_Input data:_
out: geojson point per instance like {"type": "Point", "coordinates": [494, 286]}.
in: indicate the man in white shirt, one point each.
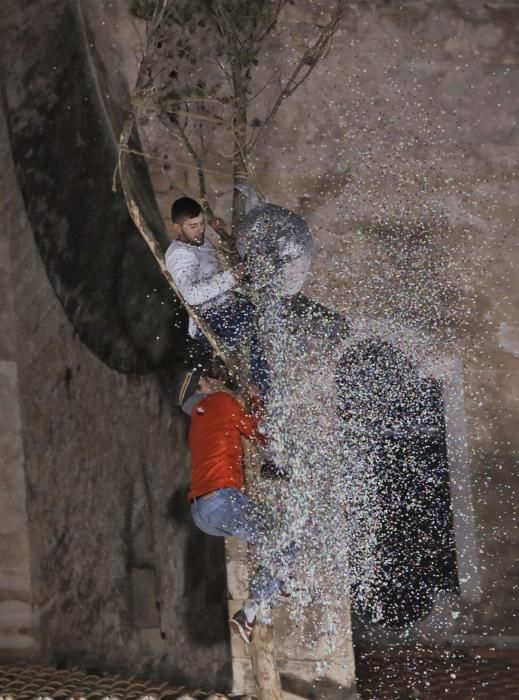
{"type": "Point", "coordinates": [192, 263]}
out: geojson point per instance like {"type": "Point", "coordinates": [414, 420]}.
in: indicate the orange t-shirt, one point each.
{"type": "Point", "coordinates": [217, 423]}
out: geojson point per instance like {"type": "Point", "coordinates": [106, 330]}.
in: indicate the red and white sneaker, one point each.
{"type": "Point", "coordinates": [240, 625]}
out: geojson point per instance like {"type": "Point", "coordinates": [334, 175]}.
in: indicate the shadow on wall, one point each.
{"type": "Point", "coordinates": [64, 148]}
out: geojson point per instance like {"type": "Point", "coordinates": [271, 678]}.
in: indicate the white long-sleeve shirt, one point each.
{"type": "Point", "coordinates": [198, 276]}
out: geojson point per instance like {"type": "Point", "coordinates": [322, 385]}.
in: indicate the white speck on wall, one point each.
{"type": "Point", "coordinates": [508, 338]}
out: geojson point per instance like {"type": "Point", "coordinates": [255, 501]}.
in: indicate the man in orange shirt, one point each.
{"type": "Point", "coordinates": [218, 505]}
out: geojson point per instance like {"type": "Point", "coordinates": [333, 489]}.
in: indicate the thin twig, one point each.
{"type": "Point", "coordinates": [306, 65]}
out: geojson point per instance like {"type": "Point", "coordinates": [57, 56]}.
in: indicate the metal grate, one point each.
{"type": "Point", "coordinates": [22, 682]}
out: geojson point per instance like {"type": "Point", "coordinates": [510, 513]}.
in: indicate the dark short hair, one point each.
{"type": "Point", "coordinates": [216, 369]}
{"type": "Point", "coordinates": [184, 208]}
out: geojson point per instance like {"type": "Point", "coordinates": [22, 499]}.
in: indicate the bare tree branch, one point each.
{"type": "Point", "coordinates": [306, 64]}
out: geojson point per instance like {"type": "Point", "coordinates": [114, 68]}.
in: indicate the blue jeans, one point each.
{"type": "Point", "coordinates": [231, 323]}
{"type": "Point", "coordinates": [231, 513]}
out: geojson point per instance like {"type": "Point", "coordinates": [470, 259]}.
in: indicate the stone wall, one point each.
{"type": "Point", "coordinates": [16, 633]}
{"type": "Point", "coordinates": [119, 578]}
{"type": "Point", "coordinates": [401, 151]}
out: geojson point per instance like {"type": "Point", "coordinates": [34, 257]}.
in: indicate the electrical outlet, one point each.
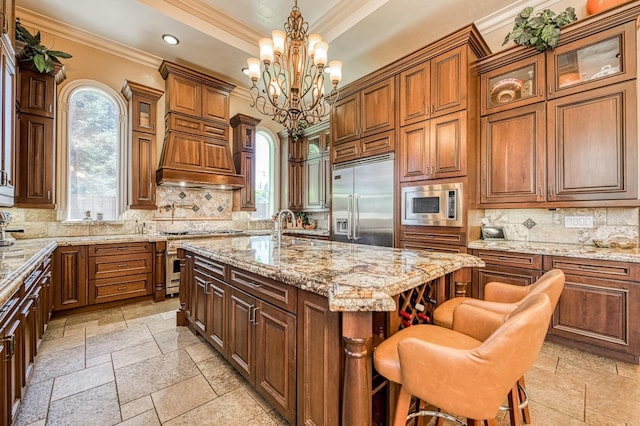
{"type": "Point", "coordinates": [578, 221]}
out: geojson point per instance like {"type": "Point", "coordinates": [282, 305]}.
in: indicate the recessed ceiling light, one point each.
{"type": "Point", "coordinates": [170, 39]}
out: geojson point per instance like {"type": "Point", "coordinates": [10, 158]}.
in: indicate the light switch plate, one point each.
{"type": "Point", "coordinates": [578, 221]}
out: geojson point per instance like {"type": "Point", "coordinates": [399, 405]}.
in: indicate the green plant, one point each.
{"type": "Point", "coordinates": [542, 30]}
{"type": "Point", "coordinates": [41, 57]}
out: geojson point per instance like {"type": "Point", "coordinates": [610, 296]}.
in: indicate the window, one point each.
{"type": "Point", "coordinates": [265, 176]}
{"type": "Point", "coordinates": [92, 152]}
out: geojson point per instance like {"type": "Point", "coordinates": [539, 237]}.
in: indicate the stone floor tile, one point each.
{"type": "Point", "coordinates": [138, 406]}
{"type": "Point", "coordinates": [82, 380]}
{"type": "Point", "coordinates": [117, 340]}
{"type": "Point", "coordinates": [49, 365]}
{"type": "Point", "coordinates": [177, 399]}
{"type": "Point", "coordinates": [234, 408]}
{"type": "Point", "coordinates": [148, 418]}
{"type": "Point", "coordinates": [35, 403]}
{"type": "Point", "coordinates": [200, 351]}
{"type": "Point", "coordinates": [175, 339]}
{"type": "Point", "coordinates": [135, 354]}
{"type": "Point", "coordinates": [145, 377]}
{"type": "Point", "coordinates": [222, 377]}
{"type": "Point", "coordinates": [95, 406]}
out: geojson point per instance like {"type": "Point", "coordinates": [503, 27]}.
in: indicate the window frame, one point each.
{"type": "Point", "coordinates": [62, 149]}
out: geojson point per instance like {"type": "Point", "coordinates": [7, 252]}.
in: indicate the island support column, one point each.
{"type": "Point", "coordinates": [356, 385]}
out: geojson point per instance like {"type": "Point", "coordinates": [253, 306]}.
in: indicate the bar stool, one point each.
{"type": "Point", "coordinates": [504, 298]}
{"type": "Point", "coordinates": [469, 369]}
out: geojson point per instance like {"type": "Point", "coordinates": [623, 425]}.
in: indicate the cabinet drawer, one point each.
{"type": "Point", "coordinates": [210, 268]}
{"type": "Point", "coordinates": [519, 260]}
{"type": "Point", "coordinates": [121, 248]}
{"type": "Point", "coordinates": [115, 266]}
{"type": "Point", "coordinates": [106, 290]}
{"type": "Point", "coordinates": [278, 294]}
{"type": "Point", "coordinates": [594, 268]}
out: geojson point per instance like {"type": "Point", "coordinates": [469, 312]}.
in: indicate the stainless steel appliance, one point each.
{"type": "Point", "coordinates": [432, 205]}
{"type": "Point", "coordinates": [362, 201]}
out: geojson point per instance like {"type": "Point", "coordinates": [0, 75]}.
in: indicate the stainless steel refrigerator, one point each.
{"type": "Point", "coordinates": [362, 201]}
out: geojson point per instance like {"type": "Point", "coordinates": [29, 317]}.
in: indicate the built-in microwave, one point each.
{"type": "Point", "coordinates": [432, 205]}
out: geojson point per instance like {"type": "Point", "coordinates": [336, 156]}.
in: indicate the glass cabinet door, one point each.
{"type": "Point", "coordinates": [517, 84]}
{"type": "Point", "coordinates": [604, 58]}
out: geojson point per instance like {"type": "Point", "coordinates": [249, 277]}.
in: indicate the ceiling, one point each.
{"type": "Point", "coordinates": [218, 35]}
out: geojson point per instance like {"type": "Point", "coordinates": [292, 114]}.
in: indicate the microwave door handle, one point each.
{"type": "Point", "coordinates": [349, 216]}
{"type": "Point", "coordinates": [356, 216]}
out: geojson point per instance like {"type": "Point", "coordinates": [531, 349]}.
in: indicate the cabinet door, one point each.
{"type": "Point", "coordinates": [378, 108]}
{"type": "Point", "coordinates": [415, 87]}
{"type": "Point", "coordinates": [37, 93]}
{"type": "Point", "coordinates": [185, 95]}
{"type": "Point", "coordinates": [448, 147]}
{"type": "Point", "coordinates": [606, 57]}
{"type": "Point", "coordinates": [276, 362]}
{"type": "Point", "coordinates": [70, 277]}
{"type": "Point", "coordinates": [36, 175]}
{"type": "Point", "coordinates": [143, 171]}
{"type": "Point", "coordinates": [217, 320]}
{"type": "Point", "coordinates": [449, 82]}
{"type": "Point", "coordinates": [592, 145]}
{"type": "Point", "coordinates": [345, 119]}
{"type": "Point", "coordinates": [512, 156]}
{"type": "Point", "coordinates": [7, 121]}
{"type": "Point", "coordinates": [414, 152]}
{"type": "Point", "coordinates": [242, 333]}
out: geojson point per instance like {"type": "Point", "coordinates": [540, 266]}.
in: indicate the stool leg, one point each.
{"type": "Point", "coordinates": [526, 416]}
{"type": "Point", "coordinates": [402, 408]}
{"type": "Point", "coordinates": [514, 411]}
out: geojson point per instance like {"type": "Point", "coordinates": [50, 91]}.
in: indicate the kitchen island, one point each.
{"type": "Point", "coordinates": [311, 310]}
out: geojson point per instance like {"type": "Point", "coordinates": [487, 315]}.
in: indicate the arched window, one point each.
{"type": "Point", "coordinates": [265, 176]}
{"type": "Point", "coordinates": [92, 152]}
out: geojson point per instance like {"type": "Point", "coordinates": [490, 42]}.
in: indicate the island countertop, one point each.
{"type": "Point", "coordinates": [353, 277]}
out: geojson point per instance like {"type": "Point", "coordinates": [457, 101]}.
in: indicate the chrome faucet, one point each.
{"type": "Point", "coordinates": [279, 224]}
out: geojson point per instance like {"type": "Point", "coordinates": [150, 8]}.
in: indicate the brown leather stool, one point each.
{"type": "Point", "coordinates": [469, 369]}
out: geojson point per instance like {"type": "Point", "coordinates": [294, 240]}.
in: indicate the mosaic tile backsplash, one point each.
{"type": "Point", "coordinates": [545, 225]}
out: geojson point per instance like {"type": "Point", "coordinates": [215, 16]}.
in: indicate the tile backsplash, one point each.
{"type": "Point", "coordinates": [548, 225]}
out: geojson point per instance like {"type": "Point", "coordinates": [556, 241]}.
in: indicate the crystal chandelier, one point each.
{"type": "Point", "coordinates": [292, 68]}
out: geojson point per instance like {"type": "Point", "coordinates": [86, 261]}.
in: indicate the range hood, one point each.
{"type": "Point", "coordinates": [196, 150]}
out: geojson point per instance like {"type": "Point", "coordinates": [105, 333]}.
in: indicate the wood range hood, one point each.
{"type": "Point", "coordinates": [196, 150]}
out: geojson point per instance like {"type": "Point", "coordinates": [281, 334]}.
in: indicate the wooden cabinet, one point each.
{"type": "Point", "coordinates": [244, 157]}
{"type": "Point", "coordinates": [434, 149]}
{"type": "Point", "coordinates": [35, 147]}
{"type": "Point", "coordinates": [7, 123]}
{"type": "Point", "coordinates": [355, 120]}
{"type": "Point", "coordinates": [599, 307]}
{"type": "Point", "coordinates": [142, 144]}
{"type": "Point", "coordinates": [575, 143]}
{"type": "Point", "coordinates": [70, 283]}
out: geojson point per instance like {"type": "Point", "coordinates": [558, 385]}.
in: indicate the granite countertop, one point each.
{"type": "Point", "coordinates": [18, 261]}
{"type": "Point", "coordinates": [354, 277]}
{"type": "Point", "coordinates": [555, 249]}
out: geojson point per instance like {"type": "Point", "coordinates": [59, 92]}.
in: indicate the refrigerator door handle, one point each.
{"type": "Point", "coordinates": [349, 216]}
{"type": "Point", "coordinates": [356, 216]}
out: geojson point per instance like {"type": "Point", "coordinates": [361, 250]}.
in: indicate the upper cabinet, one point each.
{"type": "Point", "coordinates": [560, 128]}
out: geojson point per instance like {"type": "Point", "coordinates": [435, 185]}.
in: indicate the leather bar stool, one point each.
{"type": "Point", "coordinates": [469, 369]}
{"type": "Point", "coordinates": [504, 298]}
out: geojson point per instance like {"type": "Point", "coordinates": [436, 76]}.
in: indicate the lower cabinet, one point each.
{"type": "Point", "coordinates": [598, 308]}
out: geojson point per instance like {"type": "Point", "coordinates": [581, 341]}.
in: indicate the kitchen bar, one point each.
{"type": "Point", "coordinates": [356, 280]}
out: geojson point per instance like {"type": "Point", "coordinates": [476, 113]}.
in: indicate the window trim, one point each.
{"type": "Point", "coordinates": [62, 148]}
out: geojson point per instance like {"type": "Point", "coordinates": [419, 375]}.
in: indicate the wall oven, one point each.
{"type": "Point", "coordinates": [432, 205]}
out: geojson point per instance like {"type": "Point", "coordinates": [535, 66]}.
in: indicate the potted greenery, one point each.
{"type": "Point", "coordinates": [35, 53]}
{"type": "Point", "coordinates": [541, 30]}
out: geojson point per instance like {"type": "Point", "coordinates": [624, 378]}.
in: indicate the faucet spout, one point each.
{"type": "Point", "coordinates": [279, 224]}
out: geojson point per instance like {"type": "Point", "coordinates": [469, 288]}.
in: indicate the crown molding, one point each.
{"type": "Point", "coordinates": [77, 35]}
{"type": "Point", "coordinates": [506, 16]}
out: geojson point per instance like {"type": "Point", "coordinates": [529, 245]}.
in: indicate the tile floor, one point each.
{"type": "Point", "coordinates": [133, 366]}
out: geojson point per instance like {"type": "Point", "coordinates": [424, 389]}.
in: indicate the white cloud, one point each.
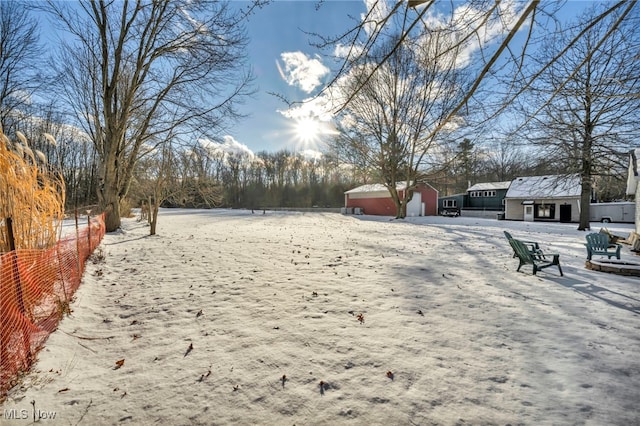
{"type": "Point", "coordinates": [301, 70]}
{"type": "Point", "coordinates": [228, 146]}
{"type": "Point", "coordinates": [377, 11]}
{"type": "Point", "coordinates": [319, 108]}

_Set task:_ Count the lines in the entries above that contain the string "orange" and give only that number.

_The solution:_ 2